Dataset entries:
☆ ☆ ☆ ☆ ☆
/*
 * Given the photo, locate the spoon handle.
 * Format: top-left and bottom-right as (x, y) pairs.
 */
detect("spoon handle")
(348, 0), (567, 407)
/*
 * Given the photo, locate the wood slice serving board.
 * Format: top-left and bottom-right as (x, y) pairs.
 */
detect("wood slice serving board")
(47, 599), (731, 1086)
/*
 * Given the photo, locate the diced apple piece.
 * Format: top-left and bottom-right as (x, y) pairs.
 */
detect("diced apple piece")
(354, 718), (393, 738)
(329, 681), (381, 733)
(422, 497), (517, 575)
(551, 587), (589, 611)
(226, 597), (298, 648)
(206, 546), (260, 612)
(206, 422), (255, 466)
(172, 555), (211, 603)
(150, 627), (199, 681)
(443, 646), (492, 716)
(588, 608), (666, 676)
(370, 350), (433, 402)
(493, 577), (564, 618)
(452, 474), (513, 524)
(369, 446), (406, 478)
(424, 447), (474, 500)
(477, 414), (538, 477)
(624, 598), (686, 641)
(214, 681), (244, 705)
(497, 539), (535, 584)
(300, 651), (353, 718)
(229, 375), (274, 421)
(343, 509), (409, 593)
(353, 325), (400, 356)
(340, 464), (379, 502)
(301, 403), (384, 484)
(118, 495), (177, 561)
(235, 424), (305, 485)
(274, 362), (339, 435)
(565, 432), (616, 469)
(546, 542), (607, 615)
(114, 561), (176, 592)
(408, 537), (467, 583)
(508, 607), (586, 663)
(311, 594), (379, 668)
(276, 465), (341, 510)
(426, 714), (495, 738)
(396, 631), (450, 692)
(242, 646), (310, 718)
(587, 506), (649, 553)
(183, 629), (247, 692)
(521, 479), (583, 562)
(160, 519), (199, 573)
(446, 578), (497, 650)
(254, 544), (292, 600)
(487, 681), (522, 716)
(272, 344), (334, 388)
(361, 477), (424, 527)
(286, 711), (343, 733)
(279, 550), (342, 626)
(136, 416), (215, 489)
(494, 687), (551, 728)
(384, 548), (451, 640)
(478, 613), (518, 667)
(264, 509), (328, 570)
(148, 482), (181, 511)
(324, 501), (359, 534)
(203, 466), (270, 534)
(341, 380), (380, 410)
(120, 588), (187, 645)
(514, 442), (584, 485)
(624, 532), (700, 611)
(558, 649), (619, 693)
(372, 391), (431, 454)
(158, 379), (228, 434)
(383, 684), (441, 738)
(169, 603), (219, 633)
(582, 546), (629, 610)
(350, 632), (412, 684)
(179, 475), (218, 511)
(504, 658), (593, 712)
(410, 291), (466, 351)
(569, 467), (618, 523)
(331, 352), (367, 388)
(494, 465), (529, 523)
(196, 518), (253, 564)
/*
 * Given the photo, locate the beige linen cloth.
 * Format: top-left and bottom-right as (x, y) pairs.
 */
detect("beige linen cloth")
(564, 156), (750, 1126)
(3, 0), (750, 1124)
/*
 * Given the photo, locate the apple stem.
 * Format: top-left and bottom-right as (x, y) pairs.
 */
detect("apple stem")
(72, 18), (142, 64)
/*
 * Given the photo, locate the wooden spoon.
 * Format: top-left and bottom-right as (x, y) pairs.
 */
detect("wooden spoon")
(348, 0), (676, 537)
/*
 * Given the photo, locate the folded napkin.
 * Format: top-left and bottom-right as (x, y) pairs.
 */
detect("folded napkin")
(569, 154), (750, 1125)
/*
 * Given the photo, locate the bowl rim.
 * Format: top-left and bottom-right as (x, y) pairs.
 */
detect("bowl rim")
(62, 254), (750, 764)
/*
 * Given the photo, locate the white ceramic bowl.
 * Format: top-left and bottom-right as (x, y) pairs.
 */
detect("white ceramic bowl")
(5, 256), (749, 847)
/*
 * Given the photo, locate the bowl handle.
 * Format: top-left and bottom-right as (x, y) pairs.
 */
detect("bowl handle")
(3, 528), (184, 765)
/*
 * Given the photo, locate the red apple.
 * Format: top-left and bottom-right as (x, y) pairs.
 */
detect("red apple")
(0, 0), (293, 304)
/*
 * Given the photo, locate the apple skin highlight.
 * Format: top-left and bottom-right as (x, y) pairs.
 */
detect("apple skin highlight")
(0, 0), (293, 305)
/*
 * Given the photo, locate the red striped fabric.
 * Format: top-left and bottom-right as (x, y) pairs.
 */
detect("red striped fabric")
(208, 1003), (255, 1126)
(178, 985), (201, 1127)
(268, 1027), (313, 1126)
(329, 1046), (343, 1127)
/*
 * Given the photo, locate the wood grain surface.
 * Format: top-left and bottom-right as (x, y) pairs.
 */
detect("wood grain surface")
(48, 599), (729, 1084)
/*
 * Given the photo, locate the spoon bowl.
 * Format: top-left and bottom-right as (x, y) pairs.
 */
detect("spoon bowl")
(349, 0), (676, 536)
☆ ☆ ☆ ☆ ☆
All that is wanted is the set of lines from the one with "apple skin highlight." through the last line of the entries, both included, output exactly.

TASK ANSWER:
 * Given the photo, locate the apple skin highlight.
 * Format: top-left and bottom-right as (x, y) pairs.
 */
detect("apple skin highlight")
(0, 0), (293, 305)
/*
 * Given the photo, locate the red striped fabric.
 * Format: top-left and bottom-right as (x, y) pairs.
 */
detect("red striped fabric")
(208, 1003), (255, 1126)
(178, 985), (201, 1127)
(268, 1027), (313, 1126)
(329, 1046), (343, 1127)
/*
 * Given the photo, locate the wood grain surface.
 * Format: top-left and bottom-right as (x, y) pairs.
 */
detect("wood grain surface")
(48, 599), (729, 1084)
/*
 * Given the photo, locate the spoon bowl.
 * Format: top-left and bottom-right as (x, y) pairs.
 */
detect("spoon bowl")
(349, 0), (676, 536)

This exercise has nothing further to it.